**Daftar Tugas:**
**A.** Terjemahkan ke dalam bahasa Inggris kalimat dari teks tentang kondisi fiskal 2025 ini: "Mengutip data profil jatuh tempo utang Direktorat Jenderal Pengelolaan Pembiayaan dan Risiko (DJPPR) Kementerian Keuangan, utang jatuh tempo pada 2025 meningkat mencapai Rp800,33 triliun; lalu pada 2026, utang jatuh tempo juga masih sebesar Rp803,19 triliun; serta pada 2027 menjadi Rp802,61 triliun."
**B.** Tuliskan kembali bagian dari teks tentang kondisi fiskal 2025, mulai dari "Mengutip data profil" dan terus sampai "Makan Bergizi Gratis.", tanpa perubahan apa pun.

**Kutipan Terpilih:**
KedaiPena.com – Direktur Riset Makroekonomi Center of Reform on Economics (CORE) Akhmad Akbar Susamto memprediksi kondisi fiskal untuk tahun pertama pemerintahan Prabowo Subianto-Gibran Rakabuming Raka akan sangat berat.
Ia menilai kondisi fiskal tahun 2025 ditandai dengan penerimaan yang melambat, kebutuhan belanja yang banyak, dan utang jatuh tempo yang membludak.
“Utang melebar, kebutuhan semakin ketat dan utang jatuh tempo meningkat, kemungkinan ini terjadi pada 3 tahun pertama pemerintahan baru,” kata Akbar dalam diskusi CORE Midyear Economic Review 2024, ditulis Rabu (23/7/2024).
Ia menjelaskan utang jatuh tempo yang dimaksud adalah utang yang muncul untuk membiayai anggaran selama pandemi Covid-19.
Mengutip data profil jatuh tempo utang Direktorat Jenderal Pengelolaan Pembiayaan dan Risiko (DJPPR) Kementerian Keuangan, utang jatuh tempo pada 2025 meningkat mencapai Rp800,33 triliun; lalu pada 2026, utang jatuh tempo juga masih sebesar Rp803,19 triliun; serta pada 2027 menjadi Rp802,61 triliun.
“Profil utang jatuh tempo pemerintah pusat pada 2025 sampai 2027 tinggi sekali,” ujarnya.
Akbar mengatakan ketika utang jatuh tempo yang harus dibayar meningkat, janji-janji kampanye Prabowo-Gibran juga memerlukan anggaran yang besar. Salah satunya program yang membutuhkan dan besar itu adalah untuk Makan Bergizi Gratis.

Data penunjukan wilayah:

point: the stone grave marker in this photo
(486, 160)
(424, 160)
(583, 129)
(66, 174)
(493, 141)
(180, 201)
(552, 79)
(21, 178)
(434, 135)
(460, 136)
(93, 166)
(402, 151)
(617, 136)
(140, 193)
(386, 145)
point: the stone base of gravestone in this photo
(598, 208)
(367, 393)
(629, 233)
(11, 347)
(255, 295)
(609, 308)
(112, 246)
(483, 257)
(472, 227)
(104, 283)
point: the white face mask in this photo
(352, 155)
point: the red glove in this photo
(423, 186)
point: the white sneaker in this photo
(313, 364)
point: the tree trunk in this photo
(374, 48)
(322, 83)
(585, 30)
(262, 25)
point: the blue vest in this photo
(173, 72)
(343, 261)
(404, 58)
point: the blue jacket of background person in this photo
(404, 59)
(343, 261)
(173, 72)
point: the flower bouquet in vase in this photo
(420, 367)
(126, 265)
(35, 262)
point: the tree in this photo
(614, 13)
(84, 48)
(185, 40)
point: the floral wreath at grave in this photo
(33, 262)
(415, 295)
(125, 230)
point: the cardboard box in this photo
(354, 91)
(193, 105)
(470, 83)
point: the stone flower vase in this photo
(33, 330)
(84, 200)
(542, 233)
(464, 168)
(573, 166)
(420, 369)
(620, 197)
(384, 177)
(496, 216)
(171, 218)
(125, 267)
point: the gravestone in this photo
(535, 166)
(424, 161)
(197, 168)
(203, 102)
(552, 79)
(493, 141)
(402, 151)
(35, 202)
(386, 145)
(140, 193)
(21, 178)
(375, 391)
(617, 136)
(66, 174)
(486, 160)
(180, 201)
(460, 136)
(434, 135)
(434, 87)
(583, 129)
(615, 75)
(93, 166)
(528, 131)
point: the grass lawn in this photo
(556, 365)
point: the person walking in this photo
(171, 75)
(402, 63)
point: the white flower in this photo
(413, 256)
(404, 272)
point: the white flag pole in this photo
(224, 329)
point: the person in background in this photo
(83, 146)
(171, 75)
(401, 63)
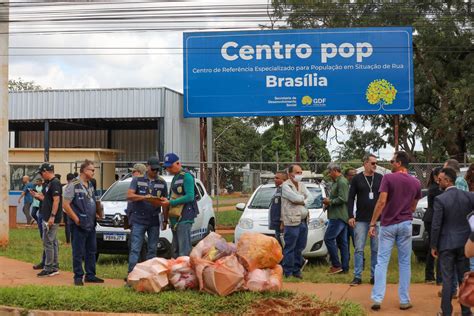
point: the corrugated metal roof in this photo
(91, 103)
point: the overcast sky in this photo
(154, 68)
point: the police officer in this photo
(275, 221)
(145, 193)
(182, 205)
(80, 207)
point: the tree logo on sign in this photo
(307, 100)
(381, 92)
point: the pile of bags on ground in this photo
(216, 266)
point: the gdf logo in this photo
(307, 100)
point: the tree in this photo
(21, 85)
(361, 143)
(443, 64)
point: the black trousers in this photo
(430, 260)
(452, 260)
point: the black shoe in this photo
(375, 306)
(38, 266)
(45, 273)
(356, 282)
(93, 280)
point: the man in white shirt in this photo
(295, 216)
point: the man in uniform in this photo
(145, 193)
(80, 207)
(50, 211)
(182, 205)
(275, 221)
(27, 187)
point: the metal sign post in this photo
(4, 170)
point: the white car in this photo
(112, 238)
(255, 217)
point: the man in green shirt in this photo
(336, 232)
(182, 206)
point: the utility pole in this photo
(396, 125)
(298, 138)
(203, 151)
(4, 170)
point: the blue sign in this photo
(298, 72)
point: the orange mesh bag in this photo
(257, 251)
(260, 280)
(149, 276)
(223, 277)
(181, 275)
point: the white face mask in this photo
(298, 177)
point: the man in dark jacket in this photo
(449, 233)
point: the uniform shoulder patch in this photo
(159, 178)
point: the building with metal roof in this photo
(140, 122)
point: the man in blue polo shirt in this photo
(79, 205)
(145, 193)
(182, 205)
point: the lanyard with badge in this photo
(371, 194)
(88, 192)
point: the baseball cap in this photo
(139, 167)
(45, 167)
(153, 162)
(170, 159)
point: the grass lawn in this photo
(104, 299)
(25, 245)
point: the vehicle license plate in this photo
(115, 237)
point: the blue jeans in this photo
(336, 237)
(51, 248)
(84, 246)
(399, 235)
(39, 220)
(361, 230)
(182, 240)
(278, 236)
(295, 241)
(137, 238)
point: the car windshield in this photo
(118, 192)
(263, 197)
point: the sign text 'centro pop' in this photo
(298, 72)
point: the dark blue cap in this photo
(170, 159)
(45, 167)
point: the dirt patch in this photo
(296, 305)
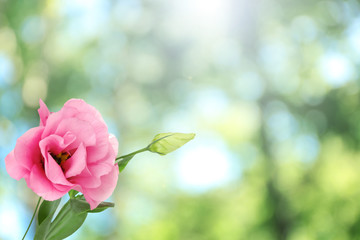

**Hasil Tiap Tugas:**
**A.** Citing the debt maturity profile data of the Directorate General of Budget Financing and Risk Management (DJPPR) of the Ministry of Finance, debt maturing in 2025 rises to Rp800.33 trillion; then in 2026, maturing debt still stands at Rp803.19 trillion; and in 2027 it amounts to Rp802.61 trillion.

**B.**
Mengutip data profil jatuh tempo utang Direktorat Jenderal Pengelolaan Pembiayaan dan Risiko (DJPPR) Kementerian Keuangan, utang jatuh tempo pada 2025 meningkat mencapai Rp800,33 triliun; lalu pada 2026, utang jatuh tempo juga masih sebesar Rp803,19 triliun; serta pada 2027 menjadi Rp802,61 triliun.
“Profil utang jatuh tempo pemerintah pusat pada 2025 sampai 2027 tinggi sekali,” ujarnya.
Akbar mengatakan ketika utang jatuh tempo yang harus dibayar meningkat, janji-janji kampanye Prabowo-Gibran juga memerlukan anggaran yang besar. Salah satunya program yang membutuhkan dan besar itu adalah untuk Makan Bergizi Gratis.